**EXCERPTED PASSAGE:**
※ ※ ※

The Indians are now well into their second year of operations in their new state of the art Player Development Complex located in Goodyear, Arizona. But while they are enjoying the comforts of their new digs in Arizona these days, how are things these days at the facility and city they once called home in Winter Haven, FL during the spring for 16 years from 1993-2008?

Those who don't recall or may not know, the Indians were set to leave their spring training home in Tucson, Arizona of 46 years and move into their new state of the art spring training facility in Homestead, Florida back in 1993 until Hurricane Andrew wiped the $18 million facility to a pile of debris in August of 1992. Because of the excessive damage and the need to have a spring facility they could train at six months later, the Indians had to move quickly and find a temporary spring training site. The Boston Red Sox had just moved out of Winter Haven that year, and while the facility was very much out of date, the Indians were homeless and did not have the luxury to be picky, so they made an agreement with the city of Winter Haven to temporarily move their spring training operations there.

That temporary agreement turned into a 16 year marriage between the city and team. From the time the Indians arrived in Winter Haven they were always looking for a better facility to move to or another city they could convince to put up the funding required to build them a new complex like Homestead had done and Goodyear in later years would do. Several times they appeared to be leaving Winter Haven, but every time could never find the right match so they stayed. For 16 years.

Winter Haven had long been a Red Sox town before the Indians arrived as the Red Sox had just moved out the year prior to the Indians arrival. But the local people really took well to the Indians and they quickly and openly adopted the Indians as their new favorite son’s. Also, over the years many Ohioans found the 17-hour drive to Winter Haven for spring training quite bearable, and some people even moved to or retired to the Winter Haven area. As a result a religious following was born. But that all came to an end in 2007 when the Indians announced their intentions to leave Winter Haven after spring training in 2008 and move into a new state of the art facility in Goodyear.

The new facility in Goodyear provided a complex the organization was in dire need of, which was a facility in operation 365 days a year and that had all the technology and equipment needed to help their players train, rehab, and develop throughout the year. This new facility would not only be in operation during spring training from late February to early April, but it would become a year round home to the Indians' Player Development system for everything from extended spring training (April to June), rookie league ball (June to August), Instructional League (September to October), as well as all rehab and workout programs during the season and in the offseason. The only time any structured practices or games are not being conducted are from November to January, though during that time many players filter in and out of the complex for various reasons and participate in voluntary workouts on the field. Most of those things were available at the old Winter Haven complex, but now things are much more efficient with travel as a dozen or so other team sites are all within 30 minutes of each other in Goodyear whereas in Winter Haven almost every team was a few hours away.

※ ※ ※

**EXTRACTED DATA:**
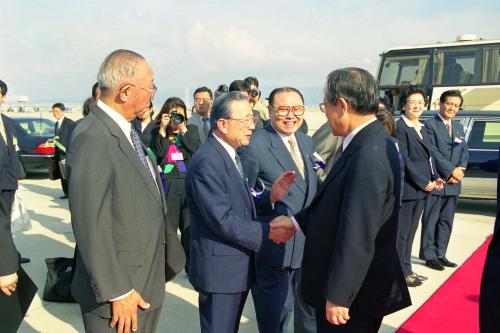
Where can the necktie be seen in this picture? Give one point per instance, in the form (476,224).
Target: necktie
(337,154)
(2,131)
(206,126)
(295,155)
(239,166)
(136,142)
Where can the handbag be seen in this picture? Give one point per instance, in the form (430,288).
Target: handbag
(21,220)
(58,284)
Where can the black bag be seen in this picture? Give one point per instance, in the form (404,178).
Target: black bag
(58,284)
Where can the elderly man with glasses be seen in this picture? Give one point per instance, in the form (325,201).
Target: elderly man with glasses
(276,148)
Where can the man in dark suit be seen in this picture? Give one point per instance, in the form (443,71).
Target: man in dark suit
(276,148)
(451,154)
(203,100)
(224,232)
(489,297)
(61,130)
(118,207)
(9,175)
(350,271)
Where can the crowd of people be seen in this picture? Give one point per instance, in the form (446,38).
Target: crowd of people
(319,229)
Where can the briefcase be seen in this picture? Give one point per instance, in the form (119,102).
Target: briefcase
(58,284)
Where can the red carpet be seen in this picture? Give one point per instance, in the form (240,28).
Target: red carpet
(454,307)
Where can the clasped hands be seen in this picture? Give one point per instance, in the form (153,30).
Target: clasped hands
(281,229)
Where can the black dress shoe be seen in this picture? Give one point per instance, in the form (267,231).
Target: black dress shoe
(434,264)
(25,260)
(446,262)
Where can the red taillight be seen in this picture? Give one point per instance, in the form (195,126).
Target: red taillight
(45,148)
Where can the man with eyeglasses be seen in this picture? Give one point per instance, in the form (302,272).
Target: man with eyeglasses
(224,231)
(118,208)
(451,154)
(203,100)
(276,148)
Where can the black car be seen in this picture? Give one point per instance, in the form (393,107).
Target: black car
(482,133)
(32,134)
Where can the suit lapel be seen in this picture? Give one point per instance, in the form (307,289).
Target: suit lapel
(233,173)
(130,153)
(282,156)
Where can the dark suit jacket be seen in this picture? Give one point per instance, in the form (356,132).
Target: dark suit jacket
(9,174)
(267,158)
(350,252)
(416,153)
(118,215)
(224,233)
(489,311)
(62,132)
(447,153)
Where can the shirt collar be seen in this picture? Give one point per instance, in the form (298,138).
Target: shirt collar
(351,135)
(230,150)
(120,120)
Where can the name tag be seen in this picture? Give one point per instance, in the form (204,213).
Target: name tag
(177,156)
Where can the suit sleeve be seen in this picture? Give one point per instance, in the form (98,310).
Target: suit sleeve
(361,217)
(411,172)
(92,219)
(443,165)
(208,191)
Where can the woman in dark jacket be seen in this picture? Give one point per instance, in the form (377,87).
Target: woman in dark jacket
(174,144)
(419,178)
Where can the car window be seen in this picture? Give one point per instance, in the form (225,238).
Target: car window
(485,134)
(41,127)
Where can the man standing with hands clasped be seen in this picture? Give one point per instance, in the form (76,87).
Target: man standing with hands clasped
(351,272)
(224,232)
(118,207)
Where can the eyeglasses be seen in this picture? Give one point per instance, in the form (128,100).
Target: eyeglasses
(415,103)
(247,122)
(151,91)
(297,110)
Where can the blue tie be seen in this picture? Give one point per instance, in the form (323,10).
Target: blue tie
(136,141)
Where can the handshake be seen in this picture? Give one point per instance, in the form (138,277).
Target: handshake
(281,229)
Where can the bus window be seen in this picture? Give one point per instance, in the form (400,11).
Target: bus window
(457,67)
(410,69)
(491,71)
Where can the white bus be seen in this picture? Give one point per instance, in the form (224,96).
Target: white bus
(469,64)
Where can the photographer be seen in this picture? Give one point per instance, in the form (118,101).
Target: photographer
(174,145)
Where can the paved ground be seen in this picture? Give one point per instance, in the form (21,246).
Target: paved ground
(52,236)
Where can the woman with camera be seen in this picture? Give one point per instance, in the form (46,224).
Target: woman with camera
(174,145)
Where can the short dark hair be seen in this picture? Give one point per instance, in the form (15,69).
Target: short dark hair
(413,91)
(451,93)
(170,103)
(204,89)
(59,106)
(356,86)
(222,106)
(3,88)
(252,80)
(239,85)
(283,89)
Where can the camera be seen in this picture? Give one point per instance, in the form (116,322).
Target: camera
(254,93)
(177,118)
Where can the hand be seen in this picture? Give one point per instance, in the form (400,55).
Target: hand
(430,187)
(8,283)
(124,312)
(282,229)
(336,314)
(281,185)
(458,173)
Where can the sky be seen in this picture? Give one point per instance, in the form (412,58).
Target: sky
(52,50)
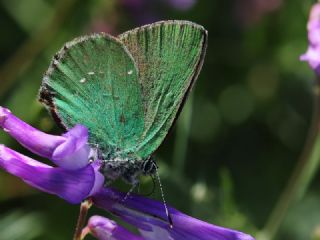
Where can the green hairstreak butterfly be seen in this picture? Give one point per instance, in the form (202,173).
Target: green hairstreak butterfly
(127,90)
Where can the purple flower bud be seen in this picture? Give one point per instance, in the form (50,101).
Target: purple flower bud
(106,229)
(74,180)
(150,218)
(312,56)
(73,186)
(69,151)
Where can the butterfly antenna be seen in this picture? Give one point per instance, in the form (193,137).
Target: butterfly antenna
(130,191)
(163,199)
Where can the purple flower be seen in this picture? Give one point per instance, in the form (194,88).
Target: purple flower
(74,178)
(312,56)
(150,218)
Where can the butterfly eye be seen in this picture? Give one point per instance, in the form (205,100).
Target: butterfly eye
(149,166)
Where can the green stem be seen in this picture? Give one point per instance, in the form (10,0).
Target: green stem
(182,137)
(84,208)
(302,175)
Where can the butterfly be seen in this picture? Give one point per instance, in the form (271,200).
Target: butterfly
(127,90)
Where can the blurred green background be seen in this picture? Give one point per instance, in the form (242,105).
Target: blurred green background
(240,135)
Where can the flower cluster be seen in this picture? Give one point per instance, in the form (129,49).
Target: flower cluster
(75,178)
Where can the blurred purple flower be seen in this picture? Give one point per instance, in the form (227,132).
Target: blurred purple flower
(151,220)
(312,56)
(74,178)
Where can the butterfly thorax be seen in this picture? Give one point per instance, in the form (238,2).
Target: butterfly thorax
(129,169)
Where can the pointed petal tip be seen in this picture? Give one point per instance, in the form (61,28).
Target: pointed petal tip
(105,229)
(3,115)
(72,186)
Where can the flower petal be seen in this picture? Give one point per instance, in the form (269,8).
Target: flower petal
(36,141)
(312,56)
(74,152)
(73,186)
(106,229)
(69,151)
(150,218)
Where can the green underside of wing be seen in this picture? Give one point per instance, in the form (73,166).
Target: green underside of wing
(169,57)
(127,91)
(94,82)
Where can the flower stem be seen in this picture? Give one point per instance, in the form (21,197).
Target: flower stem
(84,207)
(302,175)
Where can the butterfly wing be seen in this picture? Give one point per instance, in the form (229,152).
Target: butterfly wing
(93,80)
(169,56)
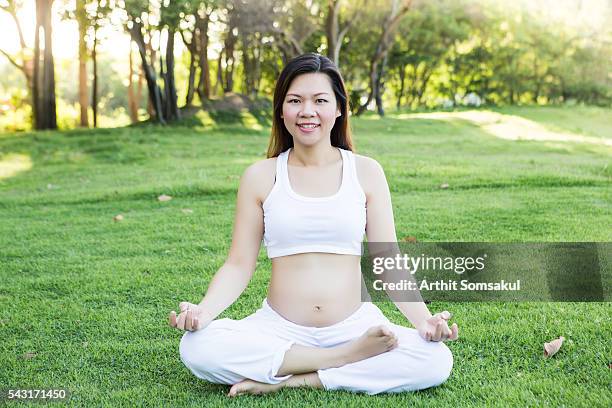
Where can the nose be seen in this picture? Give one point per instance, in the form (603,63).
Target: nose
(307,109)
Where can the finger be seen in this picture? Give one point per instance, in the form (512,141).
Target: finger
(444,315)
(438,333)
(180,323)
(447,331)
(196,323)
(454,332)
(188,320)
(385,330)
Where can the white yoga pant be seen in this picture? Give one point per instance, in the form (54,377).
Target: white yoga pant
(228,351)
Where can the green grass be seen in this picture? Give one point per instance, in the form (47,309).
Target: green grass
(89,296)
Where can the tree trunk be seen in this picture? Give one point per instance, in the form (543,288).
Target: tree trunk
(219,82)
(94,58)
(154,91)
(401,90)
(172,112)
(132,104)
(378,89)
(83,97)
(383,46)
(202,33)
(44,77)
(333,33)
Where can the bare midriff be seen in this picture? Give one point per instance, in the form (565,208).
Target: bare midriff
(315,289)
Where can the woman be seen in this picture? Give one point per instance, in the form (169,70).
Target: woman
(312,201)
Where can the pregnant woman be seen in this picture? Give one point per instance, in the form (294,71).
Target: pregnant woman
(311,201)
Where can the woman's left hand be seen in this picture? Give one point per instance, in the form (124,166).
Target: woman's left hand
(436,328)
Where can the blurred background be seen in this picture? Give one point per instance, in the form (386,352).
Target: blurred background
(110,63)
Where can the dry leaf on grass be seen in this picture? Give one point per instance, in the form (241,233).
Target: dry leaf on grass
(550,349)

※ ※ ※

**WHAT YOU ARE ASKED TO DO:**
Answer the following from the passage on the Indians' spring training above.
(a) What destroyed the Homestead, Florida facility, and in what month and year?
(b) For how many years did the Indians hold spring training in Winter Haven?
(c) During which months are no structured practices or games conducted at the Goodyear complex?

**OUTPUT BELOW:**
(a) Hurricane Andrew destroyed it in August 1992.
(b) Sixteen years, from 1993 to 2008.
(c) November to January.